* [QUESTIONS TO ANSWER]:
a: Retype the part of the spider web article between "If you hate creepy-crawlies, you" and "the weedy ground.", inclusive.
b: Answer these questions from the spider web article:
(i) How long is the stretch along the nature trail that the web covers?
(ii) Who is the park superintendent quoted in the article?
(iii) Which spiders, which work together, are named in the experts' discussions as possible builders of the webs?

* [READING TEXT]:
# # # #

If you hate creepy-crawlies, you might want to avoid Lake Tawakoni State Park where a 200-yard stretch along a nature trail has been blanketed by a sprawling spider web that has engulfed seven large trees, dozens of bushes and even the weedy ground.

But if you hate mosquitoes, you might just love this bizarre web.

©STAR-TELEGRAM / Tom Pennington
Lake Tawakoni State Park rangers Mike McCord, left, and Freddie Gowin monitor the growth of a giant communal spider web at the park Tuesday. The web, rare for Texas, has formed over the past several weeks.


"At first, it was so white it looked like fairyland," said park superintendent Donna Garde. "Now it's filled with so many mosquitoes that it's turned a little brown. There are times you can literally hear the screech of millions of mosquitoes caught in those webs."

There have been heated Internet discussions among experts that the webs were constructed by social cobweb spiders, which work together, or perhaps a mass dispersal where the arachnids spin webs to spread out from one other. Either way, it's generating a lot of bug buzz.

# # # #

* [RECORD SET]:
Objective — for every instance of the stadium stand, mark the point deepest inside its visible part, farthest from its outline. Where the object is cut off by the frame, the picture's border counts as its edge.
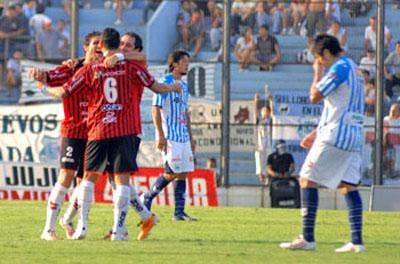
(289, 75)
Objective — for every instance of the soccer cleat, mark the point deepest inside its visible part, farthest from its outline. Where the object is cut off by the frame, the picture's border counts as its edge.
(146, 227)
(49, 236)
(145, 202)
(298, 244)
(350, 247)
(68, 228)
(80, 232)
(109, 235)
(184, 217)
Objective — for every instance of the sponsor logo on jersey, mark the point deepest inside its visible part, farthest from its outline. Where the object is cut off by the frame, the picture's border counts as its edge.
(111, 107)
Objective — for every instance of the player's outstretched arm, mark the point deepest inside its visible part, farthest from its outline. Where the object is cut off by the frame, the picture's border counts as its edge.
(57, 92)
(166, 88)
(161, 141)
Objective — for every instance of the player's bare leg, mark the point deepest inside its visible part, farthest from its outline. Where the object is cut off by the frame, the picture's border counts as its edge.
(85, 200)
(55, 202)
(309, 208)
(71, 212)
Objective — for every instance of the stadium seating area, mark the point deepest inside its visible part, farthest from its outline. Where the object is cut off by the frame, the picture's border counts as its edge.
(288, 75)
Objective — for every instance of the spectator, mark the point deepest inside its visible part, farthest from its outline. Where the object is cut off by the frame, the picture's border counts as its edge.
(66, 33)
(29, 9)
(298, 9)
(263, 119)
(184, 22)
(197, 31)
(370, 98)
(216, 29)
(149, 5)
(368, 63)
(332, 11)
(47, 43)
(266, 50)
(262, 17)
(340, 33)
(10, 27)
(315, 18)
(36, 22)
(243, 49)
(280, 163)
(370, 35)
(392, 77)
(13, 78)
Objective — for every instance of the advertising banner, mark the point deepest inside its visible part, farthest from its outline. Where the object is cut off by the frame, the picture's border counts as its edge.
(33, 181)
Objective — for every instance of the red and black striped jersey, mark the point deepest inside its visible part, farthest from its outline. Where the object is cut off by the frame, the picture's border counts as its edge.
(74, 124)
(114, 96)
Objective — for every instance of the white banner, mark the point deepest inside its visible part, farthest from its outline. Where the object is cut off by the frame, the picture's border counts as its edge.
(29, 90)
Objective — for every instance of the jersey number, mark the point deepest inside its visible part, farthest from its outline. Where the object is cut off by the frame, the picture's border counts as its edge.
(110, 90)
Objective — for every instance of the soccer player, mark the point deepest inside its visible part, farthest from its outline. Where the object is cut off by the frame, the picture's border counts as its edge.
(74, 138)
(334, 159)
(113, 128)
(174, 136)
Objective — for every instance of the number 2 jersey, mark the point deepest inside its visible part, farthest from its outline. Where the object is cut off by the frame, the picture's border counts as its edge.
(114, 96)
(75, 107)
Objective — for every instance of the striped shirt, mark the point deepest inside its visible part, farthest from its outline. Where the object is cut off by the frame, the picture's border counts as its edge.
(174, 111)
(75, 107)
(341, 123)
(114, 97)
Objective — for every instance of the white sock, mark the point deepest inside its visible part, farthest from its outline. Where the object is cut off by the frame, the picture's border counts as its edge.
(121, 205)
(137, 204)
(56, 200)
(72, 209)
(85, 199)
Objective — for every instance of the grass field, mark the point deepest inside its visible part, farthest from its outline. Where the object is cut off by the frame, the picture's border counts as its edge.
(223, 235)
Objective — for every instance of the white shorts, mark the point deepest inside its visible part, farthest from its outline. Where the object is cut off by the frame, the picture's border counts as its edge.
(179, 157)
(329, 166)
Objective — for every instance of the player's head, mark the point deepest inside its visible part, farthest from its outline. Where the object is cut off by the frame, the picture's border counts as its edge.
(398, 47)
(178, 62)
(394, 111)
(110, 39)
(326, 49)
(280, 146)
(265, 112)
(131, 41)
(91, 45)
(263, 31)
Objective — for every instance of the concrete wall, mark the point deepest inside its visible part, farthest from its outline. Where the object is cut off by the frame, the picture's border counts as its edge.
(384, 199)
(161, 31)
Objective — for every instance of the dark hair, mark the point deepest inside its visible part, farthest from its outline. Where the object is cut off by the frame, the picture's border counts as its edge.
(138, 40)
(264, 27)
(326, 42)
(175, 57)
(40, 8)
(88, 37)
(111, 38)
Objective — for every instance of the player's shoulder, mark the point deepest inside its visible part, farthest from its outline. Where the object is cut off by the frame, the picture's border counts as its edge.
(167, 78)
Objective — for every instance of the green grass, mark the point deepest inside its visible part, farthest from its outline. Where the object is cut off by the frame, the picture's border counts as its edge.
(223, 235)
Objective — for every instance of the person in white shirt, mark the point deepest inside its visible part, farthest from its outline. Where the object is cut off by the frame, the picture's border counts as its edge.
(370, 35)
(243, 48)
(368, 63)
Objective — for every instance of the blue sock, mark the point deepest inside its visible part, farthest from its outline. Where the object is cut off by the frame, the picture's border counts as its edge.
(309, 212)
(354, 204)
(155, 189)
(180, 189)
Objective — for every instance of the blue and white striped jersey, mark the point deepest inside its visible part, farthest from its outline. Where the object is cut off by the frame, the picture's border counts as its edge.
(174, 109)
(342, 119)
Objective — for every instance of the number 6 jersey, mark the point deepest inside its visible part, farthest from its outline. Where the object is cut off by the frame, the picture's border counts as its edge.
(114, 96)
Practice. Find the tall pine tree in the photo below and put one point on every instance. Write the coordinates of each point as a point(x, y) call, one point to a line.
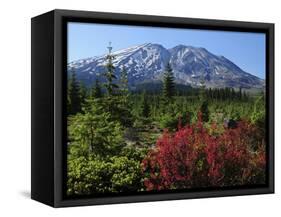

# # # #

* [COMPLETED EXERCISE]:
a:
If you hate creepy-crawlies, you might want to avoid Lake Tawakoni State Park where a 200-yard stretch along a nature trail has been blanketed by a sprawling spider web that has engulfed seven large trees, dozens of bushes and even the weedy ground.

b:
(i) 200 yards
(ii) Donna Garde
(iii) Social cobweb spiders